> _What you should do_
Please pull every line from the listing below that contains the string "shirt", treating uppercase and lowercase letters as different.

> _Given records_
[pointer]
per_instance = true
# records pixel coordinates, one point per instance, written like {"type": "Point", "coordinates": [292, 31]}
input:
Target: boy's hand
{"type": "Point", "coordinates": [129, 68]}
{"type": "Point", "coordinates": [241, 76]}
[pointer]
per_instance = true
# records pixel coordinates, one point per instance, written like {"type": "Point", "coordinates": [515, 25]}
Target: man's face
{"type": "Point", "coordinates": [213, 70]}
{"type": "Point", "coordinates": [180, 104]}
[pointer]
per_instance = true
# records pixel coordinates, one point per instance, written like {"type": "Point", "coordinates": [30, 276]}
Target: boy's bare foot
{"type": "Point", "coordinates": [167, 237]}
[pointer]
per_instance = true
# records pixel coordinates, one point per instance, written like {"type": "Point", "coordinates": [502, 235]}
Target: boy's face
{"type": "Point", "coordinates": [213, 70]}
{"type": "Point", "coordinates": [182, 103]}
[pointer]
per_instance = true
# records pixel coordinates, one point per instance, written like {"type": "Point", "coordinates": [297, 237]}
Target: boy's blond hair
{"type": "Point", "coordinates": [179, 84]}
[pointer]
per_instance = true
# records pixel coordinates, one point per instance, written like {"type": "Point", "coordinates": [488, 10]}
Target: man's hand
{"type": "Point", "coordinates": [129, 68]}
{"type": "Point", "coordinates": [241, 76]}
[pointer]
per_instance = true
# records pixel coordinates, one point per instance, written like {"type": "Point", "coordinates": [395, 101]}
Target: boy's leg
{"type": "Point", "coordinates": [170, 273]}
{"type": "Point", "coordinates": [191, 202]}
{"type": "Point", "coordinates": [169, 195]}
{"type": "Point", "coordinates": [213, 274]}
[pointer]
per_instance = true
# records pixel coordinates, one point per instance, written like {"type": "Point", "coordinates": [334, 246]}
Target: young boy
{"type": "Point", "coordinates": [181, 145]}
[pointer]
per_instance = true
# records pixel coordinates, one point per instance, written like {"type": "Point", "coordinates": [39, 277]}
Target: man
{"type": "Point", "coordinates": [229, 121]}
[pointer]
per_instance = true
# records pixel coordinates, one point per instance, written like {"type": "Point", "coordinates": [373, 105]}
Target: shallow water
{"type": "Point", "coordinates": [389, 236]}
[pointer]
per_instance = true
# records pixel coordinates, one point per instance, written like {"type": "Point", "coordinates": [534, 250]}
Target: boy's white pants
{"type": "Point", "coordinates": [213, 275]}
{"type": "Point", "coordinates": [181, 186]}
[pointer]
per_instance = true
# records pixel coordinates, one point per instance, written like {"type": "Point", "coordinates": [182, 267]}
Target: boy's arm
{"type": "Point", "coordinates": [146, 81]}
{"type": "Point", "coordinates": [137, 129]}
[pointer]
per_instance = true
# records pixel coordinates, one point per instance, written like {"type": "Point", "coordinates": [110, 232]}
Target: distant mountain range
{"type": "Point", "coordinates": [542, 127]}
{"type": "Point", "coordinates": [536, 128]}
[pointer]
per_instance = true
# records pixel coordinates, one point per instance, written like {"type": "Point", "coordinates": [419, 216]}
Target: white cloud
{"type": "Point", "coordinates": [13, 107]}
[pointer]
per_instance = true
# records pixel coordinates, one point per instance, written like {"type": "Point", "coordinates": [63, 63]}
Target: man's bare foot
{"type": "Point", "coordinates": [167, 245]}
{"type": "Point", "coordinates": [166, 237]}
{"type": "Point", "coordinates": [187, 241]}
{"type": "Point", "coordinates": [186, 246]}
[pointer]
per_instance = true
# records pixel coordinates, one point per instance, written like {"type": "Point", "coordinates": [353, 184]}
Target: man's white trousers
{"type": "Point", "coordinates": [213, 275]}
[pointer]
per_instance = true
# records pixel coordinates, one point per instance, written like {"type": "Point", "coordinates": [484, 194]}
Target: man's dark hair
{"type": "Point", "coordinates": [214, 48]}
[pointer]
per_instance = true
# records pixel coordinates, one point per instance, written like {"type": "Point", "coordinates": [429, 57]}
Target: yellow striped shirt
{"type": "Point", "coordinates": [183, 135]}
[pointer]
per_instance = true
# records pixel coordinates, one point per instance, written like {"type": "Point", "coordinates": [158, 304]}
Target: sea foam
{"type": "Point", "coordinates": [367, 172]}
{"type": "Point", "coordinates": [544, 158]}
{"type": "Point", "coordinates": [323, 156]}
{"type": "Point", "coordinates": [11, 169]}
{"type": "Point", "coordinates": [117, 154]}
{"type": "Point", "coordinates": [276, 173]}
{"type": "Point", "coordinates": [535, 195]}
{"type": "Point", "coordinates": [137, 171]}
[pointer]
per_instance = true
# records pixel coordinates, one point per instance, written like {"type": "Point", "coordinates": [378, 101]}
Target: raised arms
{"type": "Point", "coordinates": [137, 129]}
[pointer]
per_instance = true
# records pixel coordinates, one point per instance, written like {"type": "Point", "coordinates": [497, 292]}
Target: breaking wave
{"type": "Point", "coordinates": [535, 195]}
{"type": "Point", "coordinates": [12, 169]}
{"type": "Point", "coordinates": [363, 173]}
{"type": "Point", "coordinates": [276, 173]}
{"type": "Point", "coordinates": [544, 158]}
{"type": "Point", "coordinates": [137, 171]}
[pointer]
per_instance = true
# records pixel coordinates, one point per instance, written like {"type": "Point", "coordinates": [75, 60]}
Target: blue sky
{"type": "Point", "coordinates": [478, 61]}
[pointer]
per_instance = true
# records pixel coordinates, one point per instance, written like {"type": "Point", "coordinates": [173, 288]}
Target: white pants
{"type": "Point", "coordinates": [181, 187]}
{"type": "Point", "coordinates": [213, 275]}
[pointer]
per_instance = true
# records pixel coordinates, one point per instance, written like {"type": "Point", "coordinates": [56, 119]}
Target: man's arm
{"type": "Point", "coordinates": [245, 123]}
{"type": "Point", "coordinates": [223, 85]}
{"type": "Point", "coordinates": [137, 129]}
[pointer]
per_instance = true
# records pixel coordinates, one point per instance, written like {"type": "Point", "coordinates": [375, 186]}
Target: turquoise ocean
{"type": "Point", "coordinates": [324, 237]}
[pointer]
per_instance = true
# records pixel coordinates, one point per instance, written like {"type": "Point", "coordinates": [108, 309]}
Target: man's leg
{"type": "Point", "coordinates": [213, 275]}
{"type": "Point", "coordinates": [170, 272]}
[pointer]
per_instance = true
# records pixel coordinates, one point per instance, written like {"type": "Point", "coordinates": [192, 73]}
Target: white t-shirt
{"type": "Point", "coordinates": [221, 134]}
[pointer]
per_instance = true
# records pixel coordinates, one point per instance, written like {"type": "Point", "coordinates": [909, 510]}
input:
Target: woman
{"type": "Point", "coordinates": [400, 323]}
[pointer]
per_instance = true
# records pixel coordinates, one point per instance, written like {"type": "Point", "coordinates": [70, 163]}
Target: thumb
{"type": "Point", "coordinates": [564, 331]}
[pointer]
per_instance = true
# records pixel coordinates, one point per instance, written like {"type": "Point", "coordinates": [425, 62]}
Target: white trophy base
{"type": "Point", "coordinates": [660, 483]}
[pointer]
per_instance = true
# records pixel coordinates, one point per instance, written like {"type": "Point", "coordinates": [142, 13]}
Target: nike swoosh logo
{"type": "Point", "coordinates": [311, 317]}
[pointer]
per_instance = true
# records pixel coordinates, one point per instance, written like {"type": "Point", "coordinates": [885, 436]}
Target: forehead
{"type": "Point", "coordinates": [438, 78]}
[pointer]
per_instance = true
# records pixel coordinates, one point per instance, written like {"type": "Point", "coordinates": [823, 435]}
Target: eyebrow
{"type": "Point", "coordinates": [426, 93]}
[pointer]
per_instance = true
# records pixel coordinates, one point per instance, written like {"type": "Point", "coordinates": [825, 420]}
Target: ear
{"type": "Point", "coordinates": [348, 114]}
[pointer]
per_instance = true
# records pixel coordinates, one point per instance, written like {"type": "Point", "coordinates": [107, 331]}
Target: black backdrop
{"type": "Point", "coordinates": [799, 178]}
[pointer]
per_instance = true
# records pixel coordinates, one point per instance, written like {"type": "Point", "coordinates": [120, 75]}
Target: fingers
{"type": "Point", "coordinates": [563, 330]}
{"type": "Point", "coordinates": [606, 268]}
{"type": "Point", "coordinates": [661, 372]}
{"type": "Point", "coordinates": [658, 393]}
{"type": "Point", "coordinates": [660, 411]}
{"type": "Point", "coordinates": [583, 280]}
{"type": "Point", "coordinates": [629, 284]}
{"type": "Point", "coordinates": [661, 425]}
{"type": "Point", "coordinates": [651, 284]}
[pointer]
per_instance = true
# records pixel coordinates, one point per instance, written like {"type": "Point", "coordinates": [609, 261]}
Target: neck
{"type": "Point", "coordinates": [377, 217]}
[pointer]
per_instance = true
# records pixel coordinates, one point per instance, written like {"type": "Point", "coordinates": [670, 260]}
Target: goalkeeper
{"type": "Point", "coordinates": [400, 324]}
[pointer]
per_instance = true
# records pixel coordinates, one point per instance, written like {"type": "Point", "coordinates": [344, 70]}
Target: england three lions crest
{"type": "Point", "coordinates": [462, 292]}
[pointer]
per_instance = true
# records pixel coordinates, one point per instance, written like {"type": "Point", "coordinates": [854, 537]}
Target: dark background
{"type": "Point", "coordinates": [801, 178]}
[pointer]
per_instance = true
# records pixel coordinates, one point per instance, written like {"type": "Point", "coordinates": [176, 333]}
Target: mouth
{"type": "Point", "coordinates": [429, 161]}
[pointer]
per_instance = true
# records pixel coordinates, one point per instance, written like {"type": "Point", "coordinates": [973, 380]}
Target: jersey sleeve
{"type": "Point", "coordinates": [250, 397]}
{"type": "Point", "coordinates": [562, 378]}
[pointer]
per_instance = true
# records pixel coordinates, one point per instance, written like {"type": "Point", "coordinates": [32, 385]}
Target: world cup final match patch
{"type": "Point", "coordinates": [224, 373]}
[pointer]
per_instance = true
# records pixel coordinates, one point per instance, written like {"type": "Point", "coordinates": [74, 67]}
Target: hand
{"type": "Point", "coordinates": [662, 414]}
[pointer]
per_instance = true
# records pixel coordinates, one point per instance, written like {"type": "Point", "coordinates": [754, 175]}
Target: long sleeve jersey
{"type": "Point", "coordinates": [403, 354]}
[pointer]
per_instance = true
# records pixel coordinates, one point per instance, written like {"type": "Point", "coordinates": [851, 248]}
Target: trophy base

> _Complete answer_
Target: yellow striped shirt
Target: white t-shirt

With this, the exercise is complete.